(Rows from a pointing dataset)
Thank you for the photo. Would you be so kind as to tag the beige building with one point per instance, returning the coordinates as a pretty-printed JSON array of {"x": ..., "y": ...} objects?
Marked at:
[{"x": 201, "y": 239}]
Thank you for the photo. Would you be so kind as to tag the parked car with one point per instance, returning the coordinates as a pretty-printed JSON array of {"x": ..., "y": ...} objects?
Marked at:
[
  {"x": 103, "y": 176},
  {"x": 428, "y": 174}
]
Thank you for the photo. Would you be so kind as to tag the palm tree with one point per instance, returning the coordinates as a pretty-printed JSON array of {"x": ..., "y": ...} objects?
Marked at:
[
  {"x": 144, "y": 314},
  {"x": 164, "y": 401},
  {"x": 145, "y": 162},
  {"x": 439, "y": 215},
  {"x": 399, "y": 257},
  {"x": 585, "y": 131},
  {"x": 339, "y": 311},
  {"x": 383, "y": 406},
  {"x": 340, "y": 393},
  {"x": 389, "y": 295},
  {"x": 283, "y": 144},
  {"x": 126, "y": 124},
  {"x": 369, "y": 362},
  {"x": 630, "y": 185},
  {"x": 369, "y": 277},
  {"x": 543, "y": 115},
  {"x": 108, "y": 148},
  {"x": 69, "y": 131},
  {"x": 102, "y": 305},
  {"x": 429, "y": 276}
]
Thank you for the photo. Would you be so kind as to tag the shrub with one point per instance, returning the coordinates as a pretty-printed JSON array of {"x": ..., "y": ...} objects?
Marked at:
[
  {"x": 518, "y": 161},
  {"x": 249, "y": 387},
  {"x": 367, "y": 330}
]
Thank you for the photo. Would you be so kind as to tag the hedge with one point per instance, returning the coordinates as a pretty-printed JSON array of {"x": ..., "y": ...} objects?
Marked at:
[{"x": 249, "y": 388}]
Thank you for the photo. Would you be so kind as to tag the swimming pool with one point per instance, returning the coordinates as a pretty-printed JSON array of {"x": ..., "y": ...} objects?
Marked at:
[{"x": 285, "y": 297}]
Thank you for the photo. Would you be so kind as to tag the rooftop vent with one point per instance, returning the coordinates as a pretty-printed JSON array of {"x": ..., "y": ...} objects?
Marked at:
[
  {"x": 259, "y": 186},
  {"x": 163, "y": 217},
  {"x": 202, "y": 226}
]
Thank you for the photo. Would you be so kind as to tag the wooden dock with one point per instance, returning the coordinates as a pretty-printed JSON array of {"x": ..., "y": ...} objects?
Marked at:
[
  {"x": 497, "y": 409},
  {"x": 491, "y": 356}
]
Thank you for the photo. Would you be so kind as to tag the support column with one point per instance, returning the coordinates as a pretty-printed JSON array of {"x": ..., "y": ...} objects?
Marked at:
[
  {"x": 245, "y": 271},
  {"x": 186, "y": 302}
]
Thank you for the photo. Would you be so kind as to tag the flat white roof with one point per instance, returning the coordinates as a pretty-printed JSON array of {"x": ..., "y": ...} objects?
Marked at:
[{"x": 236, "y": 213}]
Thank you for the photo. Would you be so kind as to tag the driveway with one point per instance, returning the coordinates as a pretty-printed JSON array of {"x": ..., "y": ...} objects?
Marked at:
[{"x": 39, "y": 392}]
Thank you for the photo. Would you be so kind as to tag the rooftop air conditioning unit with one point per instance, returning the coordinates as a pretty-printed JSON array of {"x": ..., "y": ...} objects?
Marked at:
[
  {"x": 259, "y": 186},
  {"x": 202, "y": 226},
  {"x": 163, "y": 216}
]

● **GIVEN TASK**: Output exactly the lines between the one containing "tag the driveway" and the final line above, both inclusive.

● **REPLY TO THE EXERCISE**:
Thank you for the photo. Would you be so kind as to tag the driveway with one point per instance, returning the coordinates as a pretty-printed JSON array of {"x": ..., "y": ...} objects?
Marked at:
[{"x": 39, "y": 392}]
Thank you for the photo. Would you be so kind as to tag the rooftop air conditioning unit with one point per instance, returning the coordinates as a pretty-printed JSON array of {"x": ..., "y": ...} objects?
Marked at:
[
  {"x": 259, "y": 186},
  {"x": 202, "y": 226},
  {"x": 163, "y": 216}
]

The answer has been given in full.